Ook kiezen journalisten vaak voor foto’s van Twitter omdat dit gewoon het meest gebruikte platform is onder henzelf.

‘‘Instagram is denk ik minder iets wat in onze workflow zit. Ik kan me wel voorstellen dat het uiteindelijk anders wordt, want instagram is wel gewoon een heel veel gebruikt medium. Maar Instagram check ik een paar keer per dag en Twitter heb ik gewoon de hele dag open staan als een soort van continue echokamer’’ (Journalist 3). 4.1.2 Verificatie van foto’s Verificatie van beeldmateriaal staat bij alle geïnterviewde journalisten hoog in het vaandel. Dit heeft in de eerste plaats te maken met, zo geven verschillende respondenten aan, de tijd waarin we leven. Er gaat veel beeldmateriaal rond van mensen dat bestempeld wordt als iets anders.

‘’De discussie over verificatie leeft gewoon enorm en zeker nu ook in dit tijdperk. Er wordt zo veel gemanipuleerd en (…) aan halve informatie naar buiten gebracht. Je moet denk ik ook steeds wantrouwender worden naar beeld toe. (…) Eigenlijk de wantrouwigheid die we hebben naar geschreven en gesproken woord, is denk ik wel iets wat iedereen wel doorheeft, moet je nu ook hebben voor video- en fotogebruik’’ (Journalist 3).

Een van de journalisten geeft daarom aan dat beeld minimaal evenveel aandacht moet krijgen als andere vormen van nieuwsuitingen. Hier moet nauwkeurig mee omgegaan worden.

‘’Als het fout is moeten we dat gewoon rectificeren, net als al het andere wat we doen. Dus voor zo’n foto, of als het nou video is of niet, daar gelden dezelfde maatstaven voor als voor alles wat we doen. Dus dat is even belangrijk als de rest. En dus super belangrijk. Laat dat evident zijn. De waarheid, de feiten, zijn het enige wat we hebben. Dus ook die foto’s moeten kloppen’’ (Journalist 9).

(26)

In tegenstelling tot de meerderheid van de respondenten geeft een van de journalisten echter aan dat ze beeldmateriaal minder snel wantrouwt. ‘’Waarom zou je daar over liegen? Het verschilt denk ik ook per nieuwsbericht. Maar ja, (…) dan ga ik toch wel uit van het goeie van de mens’’ (Journalist 8).

_ _ _ _ _ _ _

Taakomschrijving:
Typ uit de aangeleverde tekst het gedeelte van "Ook kiezen journalisten" tot en met "als iets anders." letterlijk over.

_ _ _ _ _ _ _

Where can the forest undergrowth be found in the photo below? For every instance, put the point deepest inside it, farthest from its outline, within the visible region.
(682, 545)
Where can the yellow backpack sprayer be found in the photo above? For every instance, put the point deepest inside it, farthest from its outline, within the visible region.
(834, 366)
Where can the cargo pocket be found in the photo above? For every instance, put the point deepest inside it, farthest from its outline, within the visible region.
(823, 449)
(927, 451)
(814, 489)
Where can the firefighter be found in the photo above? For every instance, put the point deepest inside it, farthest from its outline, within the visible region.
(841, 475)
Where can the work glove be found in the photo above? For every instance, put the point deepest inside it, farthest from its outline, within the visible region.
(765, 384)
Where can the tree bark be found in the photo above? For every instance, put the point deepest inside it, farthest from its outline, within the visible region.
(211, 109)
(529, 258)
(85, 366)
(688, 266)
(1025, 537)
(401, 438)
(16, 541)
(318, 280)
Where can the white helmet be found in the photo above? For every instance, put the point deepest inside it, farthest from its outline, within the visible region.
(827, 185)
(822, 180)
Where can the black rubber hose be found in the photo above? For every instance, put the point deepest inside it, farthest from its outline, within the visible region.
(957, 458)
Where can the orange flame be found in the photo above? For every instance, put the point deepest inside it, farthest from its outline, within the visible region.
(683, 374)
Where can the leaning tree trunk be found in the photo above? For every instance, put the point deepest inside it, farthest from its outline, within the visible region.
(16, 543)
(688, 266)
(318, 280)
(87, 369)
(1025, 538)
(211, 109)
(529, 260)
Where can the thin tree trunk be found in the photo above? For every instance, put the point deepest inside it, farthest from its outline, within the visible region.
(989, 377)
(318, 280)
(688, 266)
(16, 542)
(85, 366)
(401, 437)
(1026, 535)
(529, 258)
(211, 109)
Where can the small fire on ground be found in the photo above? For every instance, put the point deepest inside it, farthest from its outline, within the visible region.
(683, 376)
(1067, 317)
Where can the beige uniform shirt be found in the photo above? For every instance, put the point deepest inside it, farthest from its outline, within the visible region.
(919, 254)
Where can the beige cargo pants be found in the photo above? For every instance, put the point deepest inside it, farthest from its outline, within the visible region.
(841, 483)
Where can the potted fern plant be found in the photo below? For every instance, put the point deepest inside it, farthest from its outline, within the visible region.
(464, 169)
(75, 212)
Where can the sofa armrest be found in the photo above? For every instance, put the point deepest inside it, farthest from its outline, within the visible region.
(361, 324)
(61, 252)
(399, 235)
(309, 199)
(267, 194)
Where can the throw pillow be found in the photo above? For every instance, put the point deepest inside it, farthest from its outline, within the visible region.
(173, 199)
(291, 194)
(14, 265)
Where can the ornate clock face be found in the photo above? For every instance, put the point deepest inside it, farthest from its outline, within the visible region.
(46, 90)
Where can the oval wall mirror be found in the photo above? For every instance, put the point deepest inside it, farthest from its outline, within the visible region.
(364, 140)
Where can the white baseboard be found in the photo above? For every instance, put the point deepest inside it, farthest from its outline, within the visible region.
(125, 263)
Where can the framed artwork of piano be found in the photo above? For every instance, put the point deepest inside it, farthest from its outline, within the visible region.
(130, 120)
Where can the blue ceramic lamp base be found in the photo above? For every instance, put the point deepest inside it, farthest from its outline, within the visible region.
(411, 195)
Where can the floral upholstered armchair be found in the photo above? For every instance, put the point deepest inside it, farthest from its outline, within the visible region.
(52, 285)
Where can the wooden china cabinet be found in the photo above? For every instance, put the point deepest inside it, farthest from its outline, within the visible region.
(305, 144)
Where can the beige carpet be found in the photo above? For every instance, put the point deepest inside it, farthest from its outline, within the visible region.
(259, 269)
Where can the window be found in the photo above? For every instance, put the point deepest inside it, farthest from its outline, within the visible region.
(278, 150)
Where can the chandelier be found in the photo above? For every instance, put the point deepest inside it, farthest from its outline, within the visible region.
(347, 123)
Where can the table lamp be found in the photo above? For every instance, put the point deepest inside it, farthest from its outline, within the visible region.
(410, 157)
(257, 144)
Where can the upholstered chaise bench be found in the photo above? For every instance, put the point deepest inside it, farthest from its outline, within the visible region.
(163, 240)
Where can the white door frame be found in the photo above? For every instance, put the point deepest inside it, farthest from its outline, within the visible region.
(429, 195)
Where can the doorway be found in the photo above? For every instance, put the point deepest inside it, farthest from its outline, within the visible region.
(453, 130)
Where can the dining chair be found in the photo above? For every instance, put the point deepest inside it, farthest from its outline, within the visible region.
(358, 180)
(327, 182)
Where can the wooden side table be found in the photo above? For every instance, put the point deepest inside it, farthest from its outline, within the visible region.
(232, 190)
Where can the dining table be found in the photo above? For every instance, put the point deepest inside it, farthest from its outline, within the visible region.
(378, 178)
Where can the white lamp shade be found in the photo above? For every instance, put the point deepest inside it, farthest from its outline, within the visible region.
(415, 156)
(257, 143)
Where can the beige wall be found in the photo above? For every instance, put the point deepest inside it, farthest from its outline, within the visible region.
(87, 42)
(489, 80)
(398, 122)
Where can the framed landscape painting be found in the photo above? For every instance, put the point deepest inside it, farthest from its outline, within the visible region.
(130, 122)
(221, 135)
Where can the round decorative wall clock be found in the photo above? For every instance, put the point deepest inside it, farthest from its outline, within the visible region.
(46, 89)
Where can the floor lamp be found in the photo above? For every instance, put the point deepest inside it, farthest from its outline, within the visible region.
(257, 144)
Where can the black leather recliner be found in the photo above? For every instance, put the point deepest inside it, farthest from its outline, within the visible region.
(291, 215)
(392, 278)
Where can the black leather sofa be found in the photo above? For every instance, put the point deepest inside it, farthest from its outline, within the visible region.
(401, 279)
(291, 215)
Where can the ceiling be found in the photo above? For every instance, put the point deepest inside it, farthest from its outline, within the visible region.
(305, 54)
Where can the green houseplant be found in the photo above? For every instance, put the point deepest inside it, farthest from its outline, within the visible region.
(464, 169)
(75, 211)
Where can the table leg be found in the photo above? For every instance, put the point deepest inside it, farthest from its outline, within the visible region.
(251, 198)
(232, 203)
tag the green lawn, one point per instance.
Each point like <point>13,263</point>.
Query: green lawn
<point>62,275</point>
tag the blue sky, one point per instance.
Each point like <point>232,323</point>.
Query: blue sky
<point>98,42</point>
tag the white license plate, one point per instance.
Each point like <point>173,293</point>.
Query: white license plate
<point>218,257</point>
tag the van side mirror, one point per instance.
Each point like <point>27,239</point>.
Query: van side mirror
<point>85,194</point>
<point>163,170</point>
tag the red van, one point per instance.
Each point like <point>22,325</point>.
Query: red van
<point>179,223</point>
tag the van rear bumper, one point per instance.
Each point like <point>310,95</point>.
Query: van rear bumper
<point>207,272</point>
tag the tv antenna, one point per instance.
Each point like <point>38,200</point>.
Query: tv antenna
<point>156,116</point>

_ _ _ _ _ _ _

Juist antwoord:
Ook kiezen journalisten vaak voor foto’s van Twitter omdat dit gewoon het meest gebruikte platform is onder henzelf.

‘‘Instagram is denk ik minder iets wat in onze workflow zit. Ik kan me wel voorstellen dat het uiteindelijk anders wordt, want instagram is wel gewoon een heel veel gebruikt medium. Maar Instagram check ik een paar keer per dag en Twitter heb ik gewoon de hele dag open staan als een soort van continue echokamer’’ (Journalist 3). 4.1.2 Verificatie van foto’s Verificatie van beeldmateriaal staat bij alle geïnterviewde journalisten hoog in het vaandel. Dit heeft in de eerste plaats te maken met, zo geven verschillende respondenten aan, de tijd waarin we leven. Er gaat veel beeldmateriaal rond van mensen dat bestempeld wordt als iets anders.